## To be done
Carry on the Ugandan High Court document on the temporary injunction application, starting after its last sentence.

-- Start of Document passage --

THE REPUBLIC OF UGANDA
IN THE HIGH COURT OF UGANDA AT KAMPALA
MISC. APPLICATION NO. 473/2014
(ARISING FROM CIVIL SUIT 391/2014
KAGURUSI REMMY NOWIITU
DAVID NAHURIRA ----------------------------------- APPLICANTS
BAGUMA CYPRIAN BEGUMANYA
TAREMWA JAMES AND
CEDA FINANCIAL SERVICES LTD ----------------- RESPONDENTS
BEFORE JUSTICE FLAVIA SENOGA ANGLIN
This application was brought under 0.41 RR. 1, 2 and 5 C.P.R seeking orders of this court issuing a Temporary Injunction restraining the Respondents /Defendants, their agents or any other person deriving title there from, from disposing off the assets of the Third Defendant without approval of the Board.; withdrawing money from the Third Defendant’s Bank Account with DFCU Bank Account No. 0100350017946, pending review by the new Board.
The Applicants also sought an order directing a forensic audit to be carried out immediately on the affairs of the Third Respondent.
Furthermore, the applicants demanded that the duly Elected Board of Directors be sworn in and facilitated to execute their duties with immediate effect.
Costs of the application were also applied for.

-- End of Document passage --
-- Start of Dataset entries --

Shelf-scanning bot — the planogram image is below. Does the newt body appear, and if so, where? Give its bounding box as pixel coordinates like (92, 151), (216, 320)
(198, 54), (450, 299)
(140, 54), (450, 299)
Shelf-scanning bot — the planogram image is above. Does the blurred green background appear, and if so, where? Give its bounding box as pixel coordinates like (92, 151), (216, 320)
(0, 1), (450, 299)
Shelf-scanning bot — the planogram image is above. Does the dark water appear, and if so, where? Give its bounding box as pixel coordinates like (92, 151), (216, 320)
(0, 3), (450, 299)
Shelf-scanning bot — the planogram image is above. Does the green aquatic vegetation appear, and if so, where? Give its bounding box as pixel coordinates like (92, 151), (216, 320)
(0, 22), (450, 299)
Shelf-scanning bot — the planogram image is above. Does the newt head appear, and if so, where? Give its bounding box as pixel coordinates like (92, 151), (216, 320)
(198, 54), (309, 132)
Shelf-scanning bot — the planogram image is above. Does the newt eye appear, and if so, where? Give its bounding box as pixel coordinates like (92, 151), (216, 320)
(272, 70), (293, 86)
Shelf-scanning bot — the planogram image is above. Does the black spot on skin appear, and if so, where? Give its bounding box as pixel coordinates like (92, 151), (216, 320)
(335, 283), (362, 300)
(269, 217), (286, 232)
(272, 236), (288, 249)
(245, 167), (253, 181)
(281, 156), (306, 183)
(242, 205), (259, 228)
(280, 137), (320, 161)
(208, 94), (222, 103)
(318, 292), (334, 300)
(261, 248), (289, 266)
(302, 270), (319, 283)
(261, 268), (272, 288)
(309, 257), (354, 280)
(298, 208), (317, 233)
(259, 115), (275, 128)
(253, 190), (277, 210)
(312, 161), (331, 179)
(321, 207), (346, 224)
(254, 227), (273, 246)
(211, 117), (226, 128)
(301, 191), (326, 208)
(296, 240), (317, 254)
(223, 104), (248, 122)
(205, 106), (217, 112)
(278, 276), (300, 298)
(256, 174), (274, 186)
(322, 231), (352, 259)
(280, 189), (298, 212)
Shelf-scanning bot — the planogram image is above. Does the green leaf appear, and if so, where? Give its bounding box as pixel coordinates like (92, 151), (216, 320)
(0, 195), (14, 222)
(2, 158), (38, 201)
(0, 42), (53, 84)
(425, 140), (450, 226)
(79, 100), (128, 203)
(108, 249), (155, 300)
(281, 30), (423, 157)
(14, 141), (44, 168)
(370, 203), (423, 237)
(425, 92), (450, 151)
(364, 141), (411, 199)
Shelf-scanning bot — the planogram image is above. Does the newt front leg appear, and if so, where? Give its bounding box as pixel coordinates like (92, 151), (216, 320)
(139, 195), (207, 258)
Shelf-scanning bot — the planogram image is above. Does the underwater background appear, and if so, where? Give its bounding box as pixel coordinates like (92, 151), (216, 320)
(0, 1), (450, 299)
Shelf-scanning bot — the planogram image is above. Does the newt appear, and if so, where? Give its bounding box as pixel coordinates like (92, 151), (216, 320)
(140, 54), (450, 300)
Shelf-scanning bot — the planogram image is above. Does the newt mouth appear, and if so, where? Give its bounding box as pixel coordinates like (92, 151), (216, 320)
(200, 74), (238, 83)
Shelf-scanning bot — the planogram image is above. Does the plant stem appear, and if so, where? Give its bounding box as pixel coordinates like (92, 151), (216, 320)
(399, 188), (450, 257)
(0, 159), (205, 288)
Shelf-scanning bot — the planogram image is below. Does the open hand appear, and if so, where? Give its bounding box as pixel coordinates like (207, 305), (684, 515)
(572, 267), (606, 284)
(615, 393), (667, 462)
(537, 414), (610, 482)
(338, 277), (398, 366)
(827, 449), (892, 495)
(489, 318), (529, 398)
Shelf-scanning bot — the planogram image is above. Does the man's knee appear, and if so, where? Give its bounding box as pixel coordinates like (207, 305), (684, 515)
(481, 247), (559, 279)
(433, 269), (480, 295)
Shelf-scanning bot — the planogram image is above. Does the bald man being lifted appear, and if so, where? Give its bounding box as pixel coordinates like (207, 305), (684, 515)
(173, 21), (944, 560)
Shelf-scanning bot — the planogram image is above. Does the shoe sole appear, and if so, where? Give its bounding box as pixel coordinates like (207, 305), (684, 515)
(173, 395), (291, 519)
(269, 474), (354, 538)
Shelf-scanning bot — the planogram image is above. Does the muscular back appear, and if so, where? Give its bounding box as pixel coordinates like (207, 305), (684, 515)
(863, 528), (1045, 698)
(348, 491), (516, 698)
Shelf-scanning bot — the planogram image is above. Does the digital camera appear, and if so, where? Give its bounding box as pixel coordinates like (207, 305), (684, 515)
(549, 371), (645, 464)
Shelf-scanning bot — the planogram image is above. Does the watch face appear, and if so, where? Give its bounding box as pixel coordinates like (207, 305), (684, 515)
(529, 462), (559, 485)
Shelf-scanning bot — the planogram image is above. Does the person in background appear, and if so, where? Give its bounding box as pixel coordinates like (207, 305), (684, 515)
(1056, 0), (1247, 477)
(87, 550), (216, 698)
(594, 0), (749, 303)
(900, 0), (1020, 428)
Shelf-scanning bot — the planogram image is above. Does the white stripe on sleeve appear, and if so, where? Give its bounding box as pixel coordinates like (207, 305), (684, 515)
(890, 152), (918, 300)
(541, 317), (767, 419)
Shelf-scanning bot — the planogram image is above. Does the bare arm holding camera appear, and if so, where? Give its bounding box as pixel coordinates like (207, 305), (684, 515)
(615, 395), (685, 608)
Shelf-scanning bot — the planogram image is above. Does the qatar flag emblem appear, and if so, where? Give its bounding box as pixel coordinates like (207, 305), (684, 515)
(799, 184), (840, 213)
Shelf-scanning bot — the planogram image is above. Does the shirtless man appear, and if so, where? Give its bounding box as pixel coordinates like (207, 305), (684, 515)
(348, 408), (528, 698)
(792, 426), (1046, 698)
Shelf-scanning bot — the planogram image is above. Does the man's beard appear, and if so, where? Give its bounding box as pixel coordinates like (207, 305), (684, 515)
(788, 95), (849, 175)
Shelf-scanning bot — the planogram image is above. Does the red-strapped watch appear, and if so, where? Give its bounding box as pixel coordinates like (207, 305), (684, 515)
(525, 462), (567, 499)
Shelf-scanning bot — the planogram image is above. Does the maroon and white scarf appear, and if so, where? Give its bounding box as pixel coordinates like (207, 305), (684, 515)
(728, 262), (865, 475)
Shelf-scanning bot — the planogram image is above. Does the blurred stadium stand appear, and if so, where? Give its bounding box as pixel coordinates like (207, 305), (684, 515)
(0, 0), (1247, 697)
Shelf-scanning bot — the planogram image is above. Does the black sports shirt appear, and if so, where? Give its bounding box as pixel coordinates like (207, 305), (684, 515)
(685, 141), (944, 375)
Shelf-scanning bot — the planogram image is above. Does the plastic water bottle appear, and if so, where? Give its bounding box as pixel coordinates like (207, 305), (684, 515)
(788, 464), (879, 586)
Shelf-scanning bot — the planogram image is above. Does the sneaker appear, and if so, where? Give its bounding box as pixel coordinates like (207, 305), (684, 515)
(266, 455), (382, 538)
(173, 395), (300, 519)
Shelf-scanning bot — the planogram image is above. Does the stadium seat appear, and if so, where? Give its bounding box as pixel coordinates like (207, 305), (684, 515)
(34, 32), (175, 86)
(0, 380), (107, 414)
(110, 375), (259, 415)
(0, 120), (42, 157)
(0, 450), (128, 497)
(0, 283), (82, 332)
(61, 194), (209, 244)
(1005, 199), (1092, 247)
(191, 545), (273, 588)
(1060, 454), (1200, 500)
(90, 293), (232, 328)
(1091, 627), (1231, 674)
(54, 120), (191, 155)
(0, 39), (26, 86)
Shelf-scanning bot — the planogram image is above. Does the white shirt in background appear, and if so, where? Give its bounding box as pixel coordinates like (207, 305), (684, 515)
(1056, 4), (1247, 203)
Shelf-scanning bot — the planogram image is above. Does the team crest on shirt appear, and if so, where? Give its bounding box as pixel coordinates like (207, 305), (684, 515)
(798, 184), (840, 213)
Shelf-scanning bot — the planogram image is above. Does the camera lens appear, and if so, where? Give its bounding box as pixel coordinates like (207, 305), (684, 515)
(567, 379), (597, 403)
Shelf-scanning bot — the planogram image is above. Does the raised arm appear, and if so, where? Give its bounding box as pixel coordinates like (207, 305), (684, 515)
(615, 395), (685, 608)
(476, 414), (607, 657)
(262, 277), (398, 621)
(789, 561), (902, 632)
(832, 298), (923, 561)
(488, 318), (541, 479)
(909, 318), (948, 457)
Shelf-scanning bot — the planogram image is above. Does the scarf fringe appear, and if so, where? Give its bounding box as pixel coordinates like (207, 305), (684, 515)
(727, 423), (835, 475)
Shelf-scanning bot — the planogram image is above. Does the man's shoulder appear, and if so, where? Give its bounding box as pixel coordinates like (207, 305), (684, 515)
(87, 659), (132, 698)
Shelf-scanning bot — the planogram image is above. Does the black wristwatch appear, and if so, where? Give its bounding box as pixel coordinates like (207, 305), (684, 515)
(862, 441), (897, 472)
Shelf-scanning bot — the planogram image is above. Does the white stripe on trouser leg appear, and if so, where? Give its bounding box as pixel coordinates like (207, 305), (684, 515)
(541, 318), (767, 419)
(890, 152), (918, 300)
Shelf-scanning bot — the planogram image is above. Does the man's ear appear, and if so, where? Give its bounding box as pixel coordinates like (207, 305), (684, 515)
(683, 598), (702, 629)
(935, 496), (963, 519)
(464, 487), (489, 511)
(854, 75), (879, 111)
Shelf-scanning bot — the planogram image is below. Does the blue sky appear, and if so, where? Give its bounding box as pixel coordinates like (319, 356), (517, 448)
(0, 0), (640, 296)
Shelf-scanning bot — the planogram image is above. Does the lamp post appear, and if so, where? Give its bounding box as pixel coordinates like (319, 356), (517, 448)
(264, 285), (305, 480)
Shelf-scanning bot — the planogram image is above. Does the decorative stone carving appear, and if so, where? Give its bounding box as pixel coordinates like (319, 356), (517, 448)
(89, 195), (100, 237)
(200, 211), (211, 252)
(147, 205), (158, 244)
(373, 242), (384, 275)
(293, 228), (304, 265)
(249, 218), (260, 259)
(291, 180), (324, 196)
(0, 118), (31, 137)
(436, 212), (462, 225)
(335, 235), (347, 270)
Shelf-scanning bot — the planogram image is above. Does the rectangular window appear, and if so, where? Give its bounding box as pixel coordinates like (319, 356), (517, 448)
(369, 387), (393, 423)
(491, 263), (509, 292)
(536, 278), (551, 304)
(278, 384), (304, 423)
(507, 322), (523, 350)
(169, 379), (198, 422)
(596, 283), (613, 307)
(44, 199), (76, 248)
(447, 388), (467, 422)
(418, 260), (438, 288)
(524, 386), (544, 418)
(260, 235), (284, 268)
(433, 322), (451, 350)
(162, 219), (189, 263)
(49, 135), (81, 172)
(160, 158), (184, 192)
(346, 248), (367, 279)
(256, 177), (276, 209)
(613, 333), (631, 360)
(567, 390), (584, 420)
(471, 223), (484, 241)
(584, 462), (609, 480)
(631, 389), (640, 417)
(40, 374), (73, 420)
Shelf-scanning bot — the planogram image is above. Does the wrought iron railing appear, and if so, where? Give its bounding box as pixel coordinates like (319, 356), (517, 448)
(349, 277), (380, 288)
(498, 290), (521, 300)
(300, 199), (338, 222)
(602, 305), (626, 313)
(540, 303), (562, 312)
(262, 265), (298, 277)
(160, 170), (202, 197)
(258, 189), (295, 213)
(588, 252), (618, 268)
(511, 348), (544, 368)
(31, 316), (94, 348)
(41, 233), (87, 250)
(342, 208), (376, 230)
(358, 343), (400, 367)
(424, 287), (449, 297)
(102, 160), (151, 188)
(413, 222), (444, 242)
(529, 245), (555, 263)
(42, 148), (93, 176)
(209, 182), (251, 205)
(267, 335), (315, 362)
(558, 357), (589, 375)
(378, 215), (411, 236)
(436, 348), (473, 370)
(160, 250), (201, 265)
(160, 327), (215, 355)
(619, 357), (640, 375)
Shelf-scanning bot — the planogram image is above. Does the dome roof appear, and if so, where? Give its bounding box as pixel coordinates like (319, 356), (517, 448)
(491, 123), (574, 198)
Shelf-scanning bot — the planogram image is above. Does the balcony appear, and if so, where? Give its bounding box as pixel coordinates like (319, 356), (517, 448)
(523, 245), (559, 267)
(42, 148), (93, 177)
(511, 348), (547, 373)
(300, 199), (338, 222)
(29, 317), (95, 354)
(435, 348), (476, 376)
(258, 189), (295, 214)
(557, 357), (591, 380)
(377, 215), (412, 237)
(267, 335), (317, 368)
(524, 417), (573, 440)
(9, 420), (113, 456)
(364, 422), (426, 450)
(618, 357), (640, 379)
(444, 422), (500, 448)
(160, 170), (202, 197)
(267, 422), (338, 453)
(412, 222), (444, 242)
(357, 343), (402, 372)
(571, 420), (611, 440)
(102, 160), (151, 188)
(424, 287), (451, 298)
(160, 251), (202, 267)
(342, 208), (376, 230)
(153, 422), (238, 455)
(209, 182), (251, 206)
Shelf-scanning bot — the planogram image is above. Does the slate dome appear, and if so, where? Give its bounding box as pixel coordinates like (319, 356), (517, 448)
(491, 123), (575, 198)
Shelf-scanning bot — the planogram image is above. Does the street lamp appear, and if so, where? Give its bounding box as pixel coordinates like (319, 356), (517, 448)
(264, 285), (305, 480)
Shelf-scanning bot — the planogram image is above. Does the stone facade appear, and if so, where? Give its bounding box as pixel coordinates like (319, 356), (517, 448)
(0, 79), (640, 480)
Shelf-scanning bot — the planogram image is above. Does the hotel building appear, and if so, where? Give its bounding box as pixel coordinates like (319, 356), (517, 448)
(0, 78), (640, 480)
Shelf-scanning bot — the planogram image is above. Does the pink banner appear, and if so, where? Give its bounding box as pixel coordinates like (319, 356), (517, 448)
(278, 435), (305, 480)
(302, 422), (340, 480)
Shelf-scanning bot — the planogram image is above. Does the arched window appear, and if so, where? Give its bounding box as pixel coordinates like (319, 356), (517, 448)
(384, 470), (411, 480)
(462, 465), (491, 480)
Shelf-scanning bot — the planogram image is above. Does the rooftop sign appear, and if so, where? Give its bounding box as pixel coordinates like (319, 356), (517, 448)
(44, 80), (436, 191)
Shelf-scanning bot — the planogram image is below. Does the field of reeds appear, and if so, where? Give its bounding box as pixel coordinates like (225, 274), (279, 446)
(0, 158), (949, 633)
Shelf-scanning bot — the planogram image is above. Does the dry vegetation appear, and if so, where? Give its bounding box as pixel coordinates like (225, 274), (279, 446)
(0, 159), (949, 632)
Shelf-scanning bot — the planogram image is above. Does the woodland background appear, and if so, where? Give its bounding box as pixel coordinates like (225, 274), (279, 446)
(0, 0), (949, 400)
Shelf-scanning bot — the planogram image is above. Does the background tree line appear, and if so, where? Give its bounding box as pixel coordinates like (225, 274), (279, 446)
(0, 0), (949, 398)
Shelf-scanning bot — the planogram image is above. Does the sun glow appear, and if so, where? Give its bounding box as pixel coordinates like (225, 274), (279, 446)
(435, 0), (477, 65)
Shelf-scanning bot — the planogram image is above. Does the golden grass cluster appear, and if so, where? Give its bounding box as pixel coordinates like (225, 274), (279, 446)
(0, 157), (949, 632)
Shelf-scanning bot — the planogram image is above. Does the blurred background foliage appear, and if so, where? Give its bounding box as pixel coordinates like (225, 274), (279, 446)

-- End of Dataset entries --

## Final result
The application was supported by the affidavits of the two Applicants which were read and relied upon at the hearing; as well as two affidavits in reply deponed by the First and Second Respondents.
When the application was called for hearing on 27.08.14; Counsel for the Applicants recited the grounds thereof and referred to the supporting affidavits. He then submitted that there is a pending suit filed by the Applicants in which allegations of financial mismanagement are made and hence the prayer for a forensic audit. Counsel contended that the actions of the First Respondent are ultra vires the activities of Association and the Company’s Act.
He the contended that, in the suit there is a prayer for lifting of the veil of the Corporation so that the First and Second Respondents make good the losses.
It was asserted that from the supporting affidavits, it is evident that there are triable issues with a high probability of success.
Further those, the Applicants are raising issues in good faith taking into account their own interests as shareholders and also the interests of the Company and other unsuspecting members of the public who have invested in the Company.
It was argued that if the injunction does not issue, there is a high likelihood of irreparable damage to the Company and to the Applicants which may not be atoned for by damages.
Counsel stated that the imminent collapse of the Company touches the integrity of the people in management and may also take away equity invested by shareholders and other investors and the money may not be recoverable.
The Applicants, it was stated, stand to lose integrity and reputation and hence the need to maintain the status quo to preserve the existing assets of the Company and to oversee the spending of the money on the account.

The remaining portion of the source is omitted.